■ 出典の抜粋 ■
———

そのことは以前のブログ(4/26)で綴っています

 

中学の最初の入学式の日、教室で
「先生、見えません!」と手を挙げて

眼鏡をかけた坊主頭のその男子は
一番後の席から一番前の席へ
私の隣に座ったのが最初の出会いでした

三年間、同じクラスだなんて
奇跡かも、よほど縁があったのかなと
大人になってからもずっと思っていたけれど

卒業から37年経ったある日
今からちょうど5年前

ふとしたきっかけで再会したあの人から

「どうしても貴女に伝えておきたいことがある」
と、告げられた

「一年生の三学期、終業式が近づくにつれ
僕はどうしても貴女と離れたくなくて
毎日、職員室へ『同じクラスにしてくれ!
でないと僕は学校に来ない!』と
先生に何度も何度もお願いしに行ったんだ。」

そんなまさか
今頃になってのカミングアウト?

嬉しくて悲しくて見上げた空は
涙でぐちゃぐちゃになっていたから
その時スマホで撮った忘れられない空

特別な空

そんなことも知らずに
知らんぷりして三年間
彼を振り回した自分への後悔と

それでも三年間
全てを遠くで見ていてくれた
言葉では言い尽くせないありがとうの気持ち

 

葬儀では、高校時代のユニフォームが
飾ってあって

5年前、再会したときも
カープの選手や高校野球の試合や
自分の野球人生を熱心に語ってくれた彼の
言葉を思い出して涙が止まりませんでした

とても優しくて温かな夫
そして良き父でしたと喪主の奥さんが語られた

彼の手帳には、春になったら
『家族で花見』と記されていたそうです

今日は家族で最後のお花見です、と
棺の向こうに一枝の桜の花

今日は立春
旧暦では一年の始まり

ここから春が始まるのに
それを待たずに逝ってしまった人

天井を見上げたら無数の星空に
時折、流れ星

人は亡くなったら
自分の葬儀の様子を上から
眺めていると言うでしょう

あなたもどこかで見ていますか

100人分泣いてあげるねと
冗談で言った約束は全部は守れない

だって、家族よりも泣いてしまったら
誰が見てもおかしいでしょう?

———

■ 抽出した項目 ■
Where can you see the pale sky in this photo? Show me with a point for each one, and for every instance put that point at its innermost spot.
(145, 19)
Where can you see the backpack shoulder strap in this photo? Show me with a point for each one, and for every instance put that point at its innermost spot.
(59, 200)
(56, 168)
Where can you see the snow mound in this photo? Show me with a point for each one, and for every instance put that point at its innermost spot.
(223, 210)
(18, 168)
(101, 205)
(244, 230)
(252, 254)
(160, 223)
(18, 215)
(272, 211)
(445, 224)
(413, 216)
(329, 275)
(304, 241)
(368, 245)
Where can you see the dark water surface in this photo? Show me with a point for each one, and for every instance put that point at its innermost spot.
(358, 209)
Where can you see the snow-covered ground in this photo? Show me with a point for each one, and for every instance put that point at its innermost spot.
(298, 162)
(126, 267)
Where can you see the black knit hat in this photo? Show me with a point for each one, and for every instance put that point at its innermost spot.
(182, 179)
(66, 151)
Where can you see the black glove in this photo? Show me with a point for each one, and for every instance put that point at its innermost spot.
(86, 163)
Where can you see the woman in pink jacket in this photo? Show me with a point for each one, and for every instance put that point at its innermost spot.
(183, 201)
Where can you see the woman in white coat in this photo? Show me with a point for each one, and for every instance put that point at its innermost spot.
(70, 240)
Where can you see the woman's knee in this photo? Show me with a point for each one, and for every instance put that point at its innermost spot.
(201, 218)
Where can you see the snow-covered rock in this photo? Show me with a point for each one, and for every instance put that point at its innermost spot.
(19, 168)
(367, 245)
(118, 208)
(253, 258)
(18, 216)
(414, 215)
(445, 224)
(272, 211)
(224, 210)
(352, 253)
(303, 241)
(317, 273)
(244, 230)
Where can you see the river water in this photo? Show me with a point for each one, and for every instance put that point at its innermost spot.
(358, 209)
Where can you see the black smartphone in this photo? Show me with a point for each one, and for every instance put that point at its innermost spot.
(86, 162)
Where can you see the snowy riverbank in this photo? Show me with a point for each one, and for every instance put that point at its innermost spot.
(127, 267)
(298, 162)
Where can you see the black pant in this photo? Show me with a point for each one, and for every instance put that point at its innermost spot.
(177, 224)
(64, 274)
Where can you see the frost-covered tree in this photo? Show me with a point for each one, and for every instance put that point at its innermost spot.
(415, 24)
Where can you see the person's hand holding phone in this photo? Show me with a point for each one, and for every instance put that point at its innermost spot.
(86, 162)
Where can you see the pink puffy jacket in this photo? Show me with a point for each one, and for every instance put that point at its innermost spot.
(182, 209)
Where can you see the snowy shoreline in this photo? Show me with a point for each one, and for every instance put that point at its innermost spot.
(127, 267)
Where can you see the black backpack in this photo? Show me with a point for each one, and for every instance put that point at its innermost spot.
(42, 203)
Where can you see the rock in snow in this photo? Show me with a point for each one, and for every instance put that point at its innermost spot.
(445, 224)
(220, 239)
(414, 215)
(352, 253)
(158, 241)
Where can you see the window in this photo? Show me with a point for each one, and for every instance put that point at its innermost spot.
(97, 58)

———

■ 課題の要件 ■
**A.** 抜粋によると、彼の手帳には春になったら何をすると記されていましたか?
**B.** リストのうち、「Where can you see the rock」を含む行から始めてリストの最後の行で終わる範囲を、空行を除き、「番号」と「行」の2列のMarkdown表として示してください。

■ 課題への回答 ■
**A.** 「家族で花見」と記されていました。

**B.**
| 番号 | 行 |
|---|---|
| 1 | Where can you see the rock in snow in this photo? Show me with a point for each one, and for every instance put that point at its innermost spot. |
| 2 | (445, 224) |
| 3 | (220, 239) |
| 4 | (414, 215) |
| 5 | (352, 253) |
| 6 | (158, 241) |
| 7 | Where can you see the window in this photo? Show me with a point for each one, and for every instance put that point at its innermost spot. |
| 8 | (97, 58) |